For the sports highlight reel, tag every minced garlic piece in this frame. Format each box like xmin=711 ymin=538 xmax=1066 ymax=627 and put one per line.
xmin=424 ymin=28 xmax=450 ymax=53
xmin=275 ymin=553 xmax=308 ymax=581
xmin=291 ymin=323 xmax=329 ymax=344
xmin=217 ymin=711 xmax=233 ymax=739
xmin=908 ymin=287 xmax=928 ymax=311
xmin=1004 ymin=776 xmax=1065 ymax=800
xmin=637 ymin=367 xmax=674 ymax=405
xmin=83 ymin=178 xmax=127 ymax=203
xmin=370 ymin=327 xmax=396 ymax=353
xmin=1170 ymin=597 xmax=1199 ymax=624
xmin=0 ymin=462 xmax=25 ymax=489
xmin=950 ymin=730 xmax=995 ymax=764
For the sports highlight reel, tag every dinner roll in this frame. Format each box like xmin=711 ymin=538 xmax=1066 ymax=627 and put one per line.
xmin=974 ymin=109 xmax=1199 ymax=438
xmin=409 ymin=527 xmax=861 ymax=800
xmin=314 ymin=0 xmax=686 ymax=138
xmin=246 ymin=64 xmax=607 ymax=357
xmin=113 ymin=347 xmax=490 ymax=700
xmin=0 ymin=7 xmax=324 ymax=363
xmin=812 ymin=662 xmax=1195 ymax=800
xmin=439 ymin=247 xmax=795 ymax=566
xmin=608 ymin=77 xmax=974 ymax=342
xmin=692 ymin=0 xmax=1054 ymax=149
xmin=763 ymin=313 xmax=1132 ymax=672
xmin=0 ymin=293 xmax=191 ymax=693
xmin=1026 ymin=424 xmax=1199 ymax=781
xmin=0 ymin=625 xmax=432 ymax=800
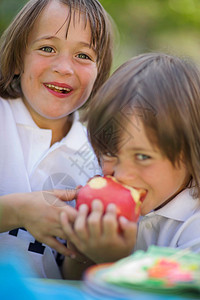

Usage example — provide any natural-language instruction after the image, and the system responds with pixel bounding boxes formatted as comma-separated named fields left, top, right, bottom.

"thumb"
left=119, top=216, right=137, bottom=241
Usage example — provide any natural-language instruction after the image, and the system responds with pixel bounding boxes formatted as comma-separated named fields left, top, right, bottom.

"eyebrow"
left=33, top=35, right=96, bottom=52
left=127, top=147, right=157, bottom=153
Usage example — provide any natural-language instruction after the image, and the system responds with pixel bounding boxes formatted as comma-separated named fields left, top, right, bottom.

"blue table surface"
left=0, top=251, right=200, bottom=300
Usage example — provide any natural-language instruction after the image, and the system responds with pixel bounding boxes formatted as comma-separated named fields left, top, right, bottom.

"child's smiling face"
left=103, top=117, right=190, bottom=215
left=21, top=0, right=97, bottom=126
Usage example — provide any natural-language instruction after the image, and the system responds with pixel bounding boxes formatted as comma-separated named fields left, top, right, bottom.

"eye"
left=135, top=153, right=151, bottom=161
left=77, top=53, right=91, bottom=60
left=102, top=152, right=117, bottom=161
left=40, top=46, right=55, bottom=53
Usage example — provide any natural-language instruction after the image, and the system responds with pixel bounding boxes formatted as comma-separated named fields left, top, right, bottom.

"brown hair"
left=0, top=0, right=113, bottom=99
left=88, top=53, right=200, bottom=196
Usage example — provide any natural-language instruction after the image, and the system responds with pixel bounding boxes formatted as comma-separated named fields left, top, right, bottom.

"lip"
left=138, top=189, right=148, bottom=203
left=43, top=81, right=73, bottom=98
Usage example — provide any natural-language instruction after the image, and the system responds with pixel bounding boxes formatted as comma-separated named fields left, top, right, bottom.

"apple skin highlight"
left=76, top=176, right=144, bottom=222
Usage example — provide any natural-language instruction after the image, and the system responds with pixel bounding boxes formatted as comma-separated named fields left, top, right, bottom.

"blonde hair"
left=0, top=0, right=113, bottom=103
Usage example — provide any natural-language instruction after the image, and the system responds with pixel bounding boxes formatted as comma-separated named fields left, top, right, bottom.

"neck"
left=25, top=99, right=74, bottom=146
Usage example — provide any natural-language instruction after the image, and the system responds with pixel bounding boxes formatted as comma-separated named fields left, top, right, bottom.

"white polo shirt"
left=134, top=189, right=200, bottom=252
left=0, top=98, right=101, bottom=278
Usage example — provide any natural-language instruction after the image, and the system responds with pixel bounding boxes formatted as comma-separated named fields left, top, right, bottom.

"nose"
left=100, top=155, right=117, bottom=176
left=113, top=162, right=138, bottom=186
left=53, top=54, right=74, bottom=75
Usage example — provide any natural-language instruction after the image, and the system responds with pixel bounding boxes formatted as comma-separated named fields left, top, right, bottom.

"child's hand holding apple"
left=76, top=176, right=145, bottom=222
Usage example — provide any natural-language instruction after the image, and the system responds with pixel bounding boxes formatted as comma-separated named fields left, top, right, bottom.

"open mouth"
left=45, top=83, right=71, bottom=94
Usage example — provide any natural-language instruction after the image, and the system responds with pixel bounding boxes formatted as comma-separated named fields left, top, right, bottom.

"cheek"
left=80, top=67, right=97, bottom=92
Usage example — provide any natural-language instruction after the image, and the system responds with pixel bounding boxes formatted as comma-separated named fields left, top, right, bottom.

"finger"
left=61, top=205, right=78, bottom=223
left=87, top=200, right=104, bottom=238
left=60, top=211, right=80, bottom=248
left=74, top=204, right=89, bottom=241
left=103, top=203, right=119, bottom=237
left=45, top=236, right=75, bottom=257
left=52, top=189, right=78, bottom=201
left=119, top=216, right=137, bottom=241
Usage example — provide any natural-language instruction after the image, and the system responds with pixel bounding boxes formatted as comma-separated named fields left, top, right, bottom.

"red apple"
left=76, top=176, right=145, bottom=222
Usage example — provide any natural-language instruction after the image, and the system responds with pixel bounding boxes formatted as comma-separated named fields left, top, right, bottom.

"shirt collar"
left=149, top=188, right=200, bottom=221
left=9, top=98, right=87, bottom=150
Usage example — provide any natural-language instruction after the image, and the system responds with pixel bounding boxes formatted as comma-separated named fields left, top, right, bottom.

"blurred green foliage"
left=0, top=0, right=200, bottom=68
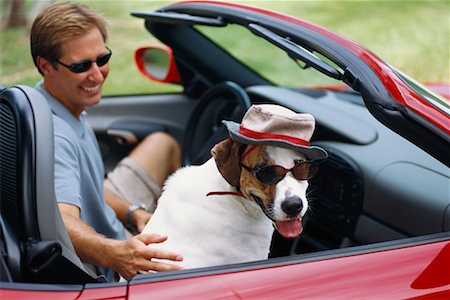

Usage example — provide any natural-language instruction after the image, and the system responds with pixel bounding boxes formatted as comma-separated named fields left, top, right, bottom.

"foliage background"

┄┄┄┄┄┄

Please turn every line of the items above into a Markdown table with the columns Row and Line, giving each line its own numbered row in order. Leave out blank lines and the pictures.

| Row | Line |
|---|---|
| 1 | For the sports highlight reel, tag every minced garlic piece in this frame. Format each box like xmin=711 ymin=538 xmax=1066 ymax=627 and put one per line. |
| 2 | xmin=424 ymin=28 xmax=450 ymax=53 |
| 3 | xmin=275 ymin=553 xmax=308 ymax=581 |
| 4 | xmin=291 ymin=323 xmax=329 ymax=344 |
| 5 | xmin=217 ymin=711 xmax=233 ymax=739 |
| 6 | xmin=908 ymin=287 xmax=928 ymax=311 |
| 7 | xmin=1004 ymin=776 xmax=1065 ymax=800 |
| 8 | xmin=637 ymin=367 xmax=674 ymax=405 |
| 9 | xmin=83 ymin=178 xmax=127 ymax=203 |
| 10 | xmin=370 ymin=327 xmax=396 ymax=353 |
| 11 | xmin=1170 ymin=597 xmax=1199 ymax=624 |
| 12 | xmin=0 ymin=462 xmax=25 ymax=489 |
| 13 | xmin=950 ymin=730 xmax=995 ymax=764 |
| 14 | For the sports highlight reel, tag every dinner roll in this frame. Format each box like xmin=711 ymin=538 xmax=1066 ymax=627 and put one per line. |
| 15 | xmin=974 ymin=109 xmax=1199 ymax=438 |
| 16 | xmin=409 ymin=527 xmax=861 ymax=800 |
| 17 | xmin=314 ymin=0 xmax=686 ymax=138 |
| 18 | xmin=246 ymin=64 xmax=607 ymax=357 |
| 19 | xmin=113 ymin=347 xmax=490 ymax=700 |
| 20 | xmin=0 ymin=7 xmax=324 ymax=363 |
| 21 | xmin=812 ymin=662 xmax=1195 ymax=800 |
| 22 | xmin=439 ymin=247 xmax=795 ymax=566 |
| 23 | xmin=608 ymin=77 xmax=974 ymax=342 |
| 24 | xmin=692 ymin=0 xmax=1054 ymax=149 |
| 25 | xmin=763 ymin=313 xmax=1132 ymax=672 |
| 26 | xmin=0 ymin=293 xmax=191 ymax=693 |
| 27 | xmin=1026 ymin=424 xmax=1199 ymax=781 |
| 28 | xmin=0 ymin=625 xmax=432 ymax=800 |
| 29 | Usage example — provide any natural-language instruction after the image, and the system responds with pixel bounding boxes formatted as comma-separated named fields left, top, right, bottom. |
| 30 | "thumb" |
| 31 | left=119, top=216, right=137, bottom=241 |
| 32 | Usage example — provide any natural-language instruction after the image, and the system responds with pixel bounding boxes formatted as comma-separated named fields left, top, right, bottom. |
| 33 | "eyebrow" |
| 34 | left=33, top=35, right=96, bottom=52 |
| 35 | left=127, top=147, right=157, bottom=153 |
| 36 | Usage example — provide any natural-language instruction after the image, and the system responds with pixel bounding boxes formatted as comma-separated named fields left, top, right, bottom. |
| 37 | "blue table surface" |
| 38 | left=0, top=251, right=200, bottom=300 |
| 39 | Usage example — provide any natural-language instruction after the image, and the system responds with pixel bounding boxes formatted as comma-separated named fields left, top, right, bottom. |
| 40 | "child's smiling face" |
| 41 | left=103, top=117, right=190, bottom=215 |
| 42 | left=21, top=0, right=97, bottom=126 |
| 43 | Usage example — provide any natural-language instruction after the image, and the system responds with pixel bounding boxes formatted as comma-separated named fields left, top, right, bottom. |
| 44 | "eye" |
| 45 | left=135, top=153, right=151, bottom=161 |
| 46 | left=77, top=53, right=91, bottom=60 |
| 47 | left=102, top=152, right=117, bottom=161 |
| 48 | left=40, top=46, right=55, bottom=53 |
| 49 | Usage example — provide any natural-language instruction after the image, and the system responds with pixel bounding boxes formatted as comma-separated named fields left, top, right, bottom. |
| 50 | "brown hair" |
| 51 | left=0, top=0, right=113, bottom=99 |
| 52 | left=88, top=53, right=200, bottom=196 |
| 53 | Usage example — provide any natural-language instruction after the image, and the system responds with pixel bounding boxes formatted as comma-separated named fields left, top, right, bottom. |
| 54 | "lip" |
| 55 | left=138, top=189, right=148, bottom=203 |
| 56 | left=43, top=81, right=73, bottom=98 |
| 57 | Usage example — provide any natural-language instruction after the image, and the system responds with pixel bounding boxes formatted as comma-separated named fields left, top, right, bottom. |
| 58 | "apple skin highlight" |
| 59 | left=76, top=176, right=144, bottom=222 |
| 60 | Usage example — provide any natural-language instruction after the image, and the system responds with pixel bounding boxes formatted as comma-separated named fields left, top, right, bottom. |
| 61 | "blonde hair" |
| 62 | left=0, top=0, right=113, bottom=103 |
| 63 | Usage example — provide any natural-language instruction after the image, and the system responds with pixel bounding boxes formatted as comma-separated named fields left, top, right, bottom. |
| 64 | "neck" |
| 65 | left=25, top=99, right=74, bottom=146 |
| 66 | Usage example — provide any natural-language instruction after the image, and the system responds with pixel bounding boxes formatted as comma-separated named fields left, top, right, bottom. |
| 67 | "white polo shirt" |
| 68 | left=134, top=189, right=200, bottom=252 |
| 69 | left=0, top=98, right=101, bottom=278 |
| 70 | Usage example — provide any natural-language instruction after the image, and the system responds with pixel bounding boxes formatted as comma-separated named fields left, top, right, bottom. |
| 71 | "nose" |
| 72 | left=100, top=155, right=117, bottom=176 |
| 73 | left=113, top=162, right=138, bottom=186 |
| 74 | left=53, top=54, right=74, bottom=75 |
| 75 | Usage example — provide any natural-language instruction after the image, and the system responds with pixel bounding boxes formatted as comma-separated named fields left, top, right, bottom. |
| 76 | "child's hand holding apple" |
| 77 | left=76, top=176, right=145, bottom=222 |
| 78 | Usage example — provide any natural-language instruction after the image, and the system responds with pixel bounding boxes formatted as comma-separated named fields left, top, right, bottom. |
| 79 | "open mouth" |
| 80 | left=45, top=83, right=71, bottom=94 |
| 81 | Usage example — provide any natural-language instruction after the image, and the system responds with pixel bounding boxes formatted as comma-separated named fields left, top, right, bottom. |
| 82 | "cheek" |
| 83 | left=80, top=67, right=97, bottom=92 |
| 84 | Usage example — provide any natural-language instruction after the image, and the system responds with pixel bounding boxes formatted as comma-separated named fields left, top, right, bottom. |
| 85 | "finger" |
| 86 | left=61, top=205, right=78, bottom=223 |
| 87 | left=87, top=200, right=104, bottom=238 |
| 88 | left=60, top=211, right=80, bottom=248 |
| 89 | left=74, top=204, right=89, bottom=241 |
| 90 | left=103, top=203, right=119, bottom=237 |
| 91 | left=45, top=236, right=75, bottom=257 |
| 92 | left=52, top=189, right=78, bottom=201 |
| 93 | left=119, top=216, right=137, bottom=241 |
| 94 | Usage example — provide any natural-language instruction after the image, and the system responds with pixel bounding boxes formatted as comma-separated named fields left, top, right, bottom. |
| 95 | "red apple" |
| 96 | left=76, top=176, right=145, bottom=222 |
| 97 | Usage example — provide any natural-language instruction after the image, and the system responds with pixel bounding boxes formatted as comma-separated named fields left, top, right, bottom. |
| 98 | "shirt collar" |
| 99 | left=149, top=188, right=200, bottom=221 |
| 100 | left=9, top=98, right=87, bottom=150 |
| 101 | Usage example — provide any natural-language instruction after the image, and the system responds with pixel bounding boxes formatted as comma-separated named fields left, top, right, bottom. |
| 102 | "blurred green foliage" |
| 103 | left=0, top=0, right=200, bottom=68 |
| 104 | Usage example — provide any natural-language instruction after the image, and the system responds with pixel bounding boxes formatted as comma-separated named fields left, top, right, bottom. |
| 105 | "foliage background" |